#### Exercise objective
From the disinformation article below, extract the passage starting with "A new report" and going on through "polarisation, and pollution.", copied word for word.

#### Excerpted text
Dangers of disinformation

Eman Ragab
Tuesday 16 Jan 2024

A new report is drawing attention to the dangers of misinformation and disinformation to societies worldwide, writes Eman Ragab



he Global Risks Report 2024 put out by the World Economic Forum (WEF) cites misinformation and disinformation as the biggest short-term risks to sustainable development and efforts to create safe societies. It also warns of how artificial intelligence (AI) will accelerate the proliferation of mis- and disinformation in the years to come.

It predicts that the dangers of this phenomenon will persist for the next ten years, by which time it will rank fifth among the top ten global risks after extreme weather events, critical change to Earth systems, biodiversity loss and ecosystem collapse, and natural resource shortages. It is followed by the adverse outcomes of AI technologies, involuntary migration, cyber insecurity, societal polarisation, and pollution.

Point annotation entries:
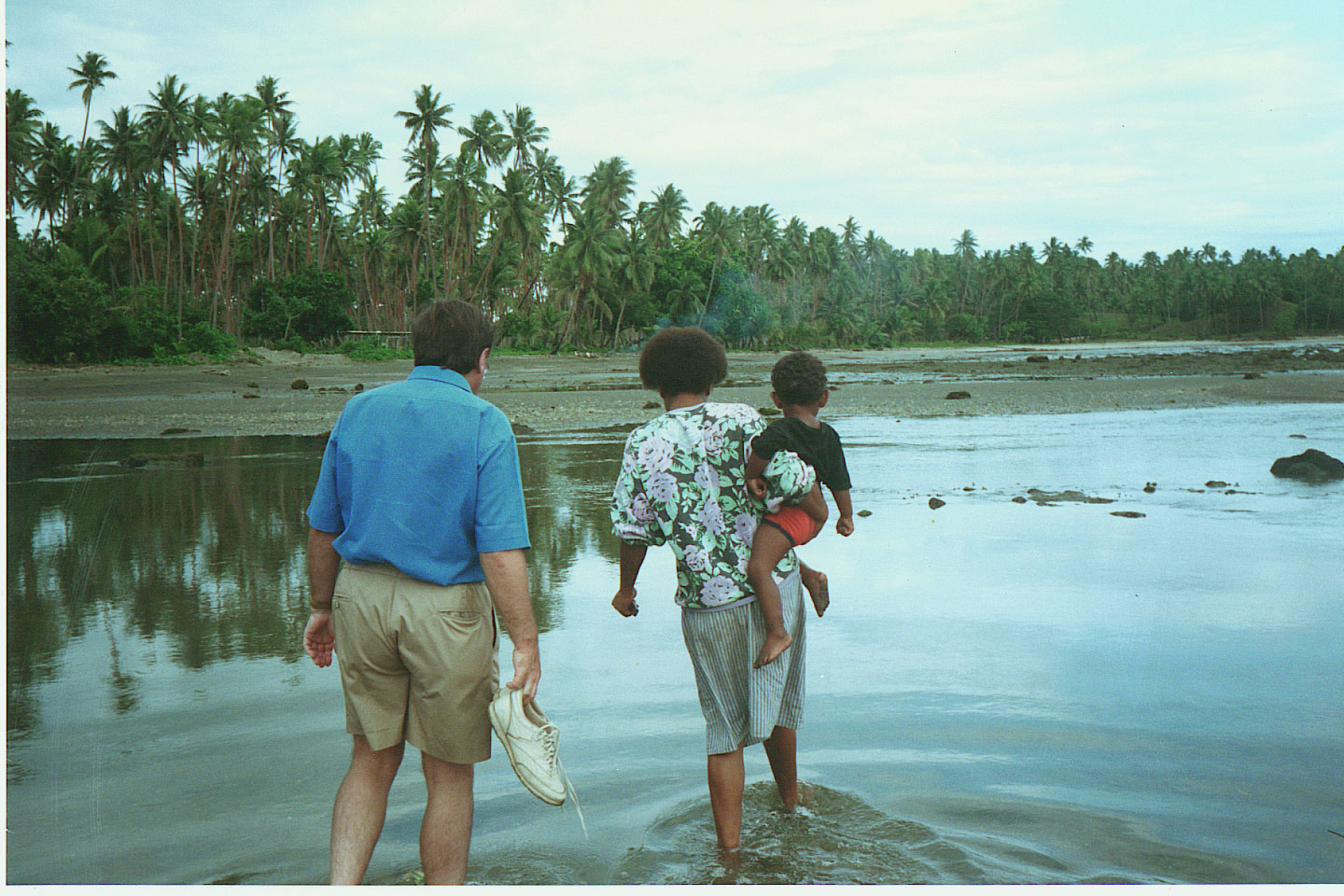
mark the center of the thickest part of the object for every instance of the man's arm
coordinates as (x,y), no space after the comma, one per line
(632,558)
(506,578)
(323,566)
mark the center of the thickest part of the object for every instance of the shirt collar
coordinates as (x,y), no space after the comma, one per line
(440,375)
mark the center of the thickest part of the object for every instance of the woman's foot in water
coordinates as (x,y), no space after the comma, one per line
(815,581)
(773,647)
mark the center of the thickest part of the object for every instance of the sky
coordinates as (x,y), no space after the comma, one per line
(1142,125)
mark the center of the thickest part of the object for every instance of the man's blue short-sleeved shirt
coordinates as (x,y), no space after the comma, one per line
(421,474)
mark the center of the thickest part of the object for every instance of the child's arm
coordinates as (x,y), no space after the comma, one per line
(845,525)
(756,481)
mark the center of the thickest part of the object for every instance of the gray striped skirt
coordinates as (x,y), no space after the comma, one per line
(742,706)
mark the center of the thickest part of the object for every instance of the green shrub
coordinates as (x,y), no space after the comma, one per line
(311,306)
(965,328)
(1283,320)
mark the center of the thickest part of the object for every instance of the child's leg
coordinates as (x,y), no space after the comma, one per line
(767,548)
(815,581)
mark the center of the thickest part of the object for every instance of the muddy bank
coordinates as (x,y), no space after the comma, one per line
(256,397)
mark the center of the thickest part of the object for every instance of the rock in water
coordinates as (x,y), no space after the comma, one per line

#### Exercise answer
A new report is drawing attention to the dangers of misinformation and disinformation to societies worldwide, writes Eman Ragab



he Global Risks Report 2024 put out by the World Economic Forum (WEF) cites misinformation and disinformation as the biggest short-term risks to sustainable development and efforts to create safe societies. It also warns of how artificial intelligence (AI) will accelerate the proliferation of mis- and disinformation in the years to come.

It predicts that the dangers of this phenomenon will persist for the next ten years, by which time it will rank fifth among the top ten global risks after extreme weather events, critical change to Earth systems, biodiversity loss and ecosystem collapse, and natural resource shortages. It is followed by the adverse outcomes of AI technologies, involuntary migration, cyber insecurity, societal polarisation, and pollution.